• Excerpt:
════════

Wed Jun 3, 2009 1:07pm EDT
By Claudia Parsons

UNITED NATIONS, June 3 (Reuters) - Small Pacific islands vulnerable to rising sea levels won a symbolic victory at the United Nations on Wednesday with the passage of a resolution recognizing climate change as a possible threat to security.

The non-binding resolution, passed by consensus by the General Assembly, may help put climate change on the agenda of the more powerful U.N. Security Council, which deals with threats to international peace and security.

General Assembly resolutions are largely symbolic but can carry moral weight. Several representatives said this one was important as the first to explicitly link climate change to security -- a principle previously resisted by powerful Security Council members including Russia and China, who questioned whether the issue belonged in the Security Council.

"We are of the firm view that the adverse impacts of climate change have very real implications for international peace and security," Nauru Ambassador Marlene Moses told the General Assembly, speaking on behalf of the Pacific Small Island Developing States which introduced the resolution.

════════

• Point-per-instance localization data:

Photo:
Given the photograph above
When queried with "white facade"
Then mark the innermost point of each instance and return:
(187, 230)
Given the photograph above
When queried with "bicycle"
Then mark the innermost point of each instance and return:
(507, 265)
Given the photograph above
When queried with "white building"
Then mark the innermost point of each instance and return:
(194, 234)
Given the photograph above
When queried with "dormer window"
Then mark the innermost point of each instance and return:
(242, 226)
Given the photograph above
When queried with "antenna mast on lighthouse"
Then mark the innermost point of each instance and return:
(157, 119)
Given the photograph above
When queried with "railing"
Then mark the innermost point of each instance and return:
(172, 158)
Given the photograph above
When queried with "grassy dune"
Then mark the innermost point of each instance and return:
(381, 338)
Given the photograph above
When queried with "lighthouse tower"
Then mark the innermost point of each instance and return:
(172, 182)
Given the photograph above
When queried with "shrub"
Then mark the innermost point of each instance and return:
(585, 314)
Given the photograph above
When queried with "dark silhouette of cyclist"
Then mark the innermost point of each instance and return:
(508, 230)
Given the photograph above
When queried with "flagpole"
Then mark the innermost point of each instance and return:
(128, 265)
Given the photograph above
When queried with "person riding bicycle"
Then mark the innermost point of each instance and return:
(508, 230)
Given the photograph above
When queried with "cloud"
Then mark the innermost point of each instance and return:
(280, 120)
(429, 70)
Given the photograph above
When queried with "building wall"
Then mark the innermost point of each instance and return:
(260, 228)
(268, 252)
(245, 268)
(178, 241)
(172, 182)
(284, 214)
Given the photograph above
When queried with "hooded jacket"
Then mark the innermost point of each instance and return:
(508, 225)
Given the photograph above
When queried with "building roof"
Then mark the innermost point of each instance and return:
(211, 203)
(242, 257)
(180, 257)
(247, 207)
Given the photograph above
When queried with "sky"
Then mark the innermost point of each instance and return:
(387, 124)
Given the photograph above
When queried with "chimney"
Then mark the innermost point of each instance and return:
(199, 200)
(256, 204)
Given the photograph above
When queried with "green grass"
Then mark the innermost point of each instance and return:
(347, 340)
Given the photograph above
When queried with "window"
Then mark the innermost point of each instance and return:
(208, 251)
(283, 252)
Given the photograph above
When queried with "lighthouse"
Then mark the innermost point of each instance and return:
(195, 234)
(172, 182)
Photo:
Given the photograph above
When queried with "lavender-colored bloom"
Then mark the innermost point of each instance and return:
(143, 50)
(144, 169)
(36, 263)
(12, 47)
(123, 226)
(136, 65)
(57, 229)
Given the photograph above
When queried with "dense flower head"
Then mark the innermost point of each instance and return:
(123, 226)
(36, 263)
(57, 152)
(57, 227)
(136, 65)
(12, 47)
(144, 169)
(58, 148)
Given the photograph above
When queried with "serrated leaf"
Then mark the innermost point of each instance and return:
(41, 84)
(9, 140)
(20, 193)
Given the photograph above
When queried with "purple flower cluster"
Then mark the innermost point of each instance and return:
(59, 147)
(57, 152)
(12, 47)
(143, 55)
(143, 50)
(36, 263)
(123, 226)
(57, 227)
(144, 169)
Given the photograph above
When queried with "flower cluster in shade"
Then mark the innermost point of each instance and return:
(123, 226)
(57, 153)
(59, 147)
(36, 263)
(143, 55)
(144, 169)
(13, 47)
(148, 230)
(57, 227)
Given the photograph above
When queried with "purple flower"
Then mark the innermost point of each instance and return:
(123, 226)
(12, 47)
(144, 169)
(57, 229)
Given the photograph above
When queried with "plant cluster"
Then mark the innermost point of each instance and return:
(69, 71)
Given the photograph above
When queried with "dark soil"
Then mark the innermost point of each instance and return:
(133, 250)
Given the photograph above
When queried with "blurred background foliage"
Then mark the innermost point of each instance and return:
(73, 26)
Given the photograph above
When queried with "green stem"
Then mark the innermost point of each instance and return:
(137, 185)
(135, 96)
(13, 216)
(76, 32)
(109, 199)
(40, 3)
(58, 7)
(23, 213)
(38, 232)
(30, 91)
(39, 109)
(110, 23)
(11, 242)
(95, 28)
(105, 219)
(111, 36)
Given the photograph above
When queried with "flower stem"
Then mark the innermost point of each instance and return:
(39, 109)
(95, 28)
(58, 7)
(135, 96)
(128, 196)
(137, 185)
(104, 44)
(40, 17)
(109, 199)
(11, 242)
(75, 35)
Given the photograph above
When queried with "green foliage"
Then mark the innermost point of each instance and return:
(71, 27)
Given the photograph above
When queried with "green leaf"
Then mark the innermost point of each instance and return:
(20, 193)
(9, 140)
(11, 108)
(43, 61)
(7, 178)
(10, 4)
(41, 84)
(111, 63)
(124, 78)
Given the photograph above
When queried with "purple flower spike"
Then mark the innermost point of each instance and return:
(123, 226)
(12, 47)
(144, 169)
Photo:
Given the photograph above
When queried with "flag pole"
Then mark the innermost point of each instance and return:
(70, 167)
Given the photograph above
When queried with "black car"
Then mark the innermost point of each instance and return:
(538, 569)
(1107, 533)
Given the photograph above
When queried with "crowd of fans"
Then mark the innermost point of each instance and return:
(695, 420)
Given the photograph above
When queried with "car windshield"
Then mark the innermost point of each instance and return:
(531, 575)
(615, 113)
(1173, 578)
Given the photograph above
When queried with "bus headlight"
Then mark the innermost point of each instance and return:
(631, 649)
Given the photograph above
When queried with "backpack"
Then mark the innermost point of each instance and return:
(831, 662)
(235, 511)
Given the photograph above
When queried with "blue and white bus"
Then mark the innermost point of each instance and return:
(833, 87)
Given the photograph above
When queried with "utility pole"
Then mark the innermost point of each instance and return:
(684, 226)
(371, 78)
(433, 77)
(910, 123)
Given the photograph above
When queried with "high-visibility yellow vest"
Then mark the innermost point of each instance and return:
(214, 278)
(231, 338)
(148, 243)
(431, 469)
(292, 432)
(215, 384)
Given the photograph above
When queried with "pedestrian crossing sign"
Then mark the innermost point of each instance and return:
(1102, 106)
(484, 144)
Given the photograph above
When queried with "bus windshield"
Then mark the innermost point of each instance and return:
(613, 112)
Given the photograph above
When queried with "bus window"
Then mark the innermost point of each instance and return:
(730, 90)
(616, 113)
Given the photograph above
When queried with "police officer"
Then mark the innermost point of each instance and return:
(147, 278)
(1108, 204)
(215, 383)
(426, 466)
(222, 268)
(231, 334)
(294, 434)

════════

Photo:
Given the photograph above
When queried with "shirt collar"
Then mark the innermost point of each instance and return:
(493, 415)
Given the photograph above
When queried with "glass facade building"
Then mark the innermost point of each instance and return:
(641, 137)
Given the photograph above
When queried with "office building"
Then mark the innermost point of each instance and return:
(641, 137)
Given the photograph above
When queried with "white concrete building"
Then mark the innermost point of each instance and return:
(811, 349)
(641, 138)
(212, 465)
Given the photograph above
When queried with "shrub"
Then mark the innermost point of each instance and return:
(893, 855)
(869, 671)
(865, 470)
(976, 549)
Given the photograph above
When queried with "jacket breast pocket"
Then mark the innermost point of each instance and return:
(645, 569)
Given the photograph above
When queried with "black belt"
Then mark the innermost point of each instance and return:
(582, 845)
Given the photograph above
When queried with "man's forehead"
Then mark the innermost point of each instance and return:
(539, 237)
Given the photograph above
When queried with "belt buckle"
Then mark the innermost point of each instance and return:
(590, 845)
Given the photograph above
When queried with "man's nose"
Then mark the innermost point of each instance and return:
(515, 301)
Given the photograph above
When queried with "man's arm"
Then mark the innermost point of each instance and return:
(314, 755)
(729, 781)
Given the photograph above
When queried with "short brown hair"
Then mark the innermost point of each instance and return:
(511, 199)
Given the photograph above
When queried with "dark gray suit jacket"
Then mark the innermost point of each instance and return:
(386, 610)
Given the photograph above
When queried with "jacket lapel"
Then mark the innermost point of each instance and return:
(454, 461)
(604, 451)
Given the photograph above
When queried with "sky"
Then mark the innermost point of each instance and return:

════════

• Exercise instructions: According to the news report on the U.N. climate resolution, who spoke to the General Assembly on behalf of the Pacific Small Island Developing States? The data above is separate material and has no connection to the news report.

• Written answer: Nauru Ambassador Marlene Moses.